-- START OF Listed records --

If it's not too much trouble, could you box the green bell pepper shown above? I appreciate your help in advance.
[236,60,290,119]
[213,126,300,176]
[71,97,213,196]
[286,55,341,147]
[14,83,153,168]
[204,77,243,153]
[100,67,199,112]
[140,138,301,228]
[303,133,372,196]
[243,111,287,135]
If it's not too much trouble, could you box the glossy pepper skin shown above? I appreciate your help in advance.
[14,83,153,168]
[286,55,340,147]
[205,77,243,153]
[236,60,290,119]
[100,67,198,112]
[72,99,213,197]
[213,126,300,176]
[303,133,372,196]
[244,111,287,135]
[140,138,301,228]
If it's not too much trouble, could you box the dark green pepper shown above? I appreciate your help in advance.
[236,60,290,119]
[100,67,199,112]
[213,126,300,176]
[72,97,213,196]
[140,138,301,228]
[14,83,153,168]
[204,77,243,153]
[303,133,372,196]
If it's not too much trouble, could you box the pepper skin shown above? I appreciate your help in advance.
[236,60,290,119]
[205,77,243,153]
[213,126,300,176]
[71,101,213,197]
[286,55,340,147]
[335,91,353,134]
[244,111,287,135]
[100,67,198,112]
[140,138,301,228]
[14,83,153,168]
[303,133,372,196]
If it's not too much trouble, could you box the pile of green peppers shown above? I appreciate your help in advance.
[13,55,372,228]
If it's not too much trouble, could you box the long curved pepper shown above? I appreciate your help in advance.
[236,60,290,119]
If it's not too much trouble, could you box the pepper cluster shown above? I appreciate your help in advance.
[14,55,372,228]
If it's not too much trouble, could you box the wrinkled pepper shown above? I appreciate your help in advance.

-- END OF Listed records --

_Directive_: Please write out the material again, from its first line up to and including the line with "[14,55,372,228]", keeping every line in place. Lower each box coordinate by 36 and leave the rest unchanged.

_Answer to this problem_:
If it's not too much trouble, could you box the green bell pepper shown above? I appreciate your help in advance.
[200,24,254,83]
[177,90,264,140]
[35,61,177,160]
[250,19,305,111]
[-22,47,117,132]
[168,41,207,117]
[64,31,163,76]
[104,102,265,192]
[267,97,336,160]
[207,75,251,99]
If it's not too much trouble, could you box the glossy pepper skin shown above? I appreciate your help in advance.
[-22,47,117,132]
[250,19,304,111]
[169,41,207,117]
[200,24,254,83]
[64,31,162,76]
[36,63,177,161]
[177,90,264,140]
[267,97,336,160]
[208,75,251,99]
[104,102,265,192]
If it's not too much trouble, could you box the dark green pepper shown above? I appreciate your help in advance.
[200,24,254,83]
[64,31,163,76]
[177,90,264,140]
[36,61,177,160]
[104,102,265,192]
[-22,47,117,132]
[168,41,207,117]
[267,97,336,160]
If it's not too much trouble, could you box the pepper skin shown above? I appreciate your help in advance.
[200,24,254,83]
[169,41,207,117]
[177,90,264,140]
[35,65,177,161]
[250,19,304,111]
[299,55,317,98]
[208,75,251,99]
[64,31,162,76]
[104,102,265,192]
[-22,47,117,132]
[267,97,336,160]
If it's not too much trouble, could you box the pile of green peppers shown above? I appreciate your help in advance.
[-23,19,336,192]
If it's not too much trouble, could you box the long curved pepper shown above? I appreciate your help in advance.
[200,24,254,83]
If it's not too much trouble, could you box the pepper cluster shown above? I appreciate your help in advance.
[-22,19,336,192]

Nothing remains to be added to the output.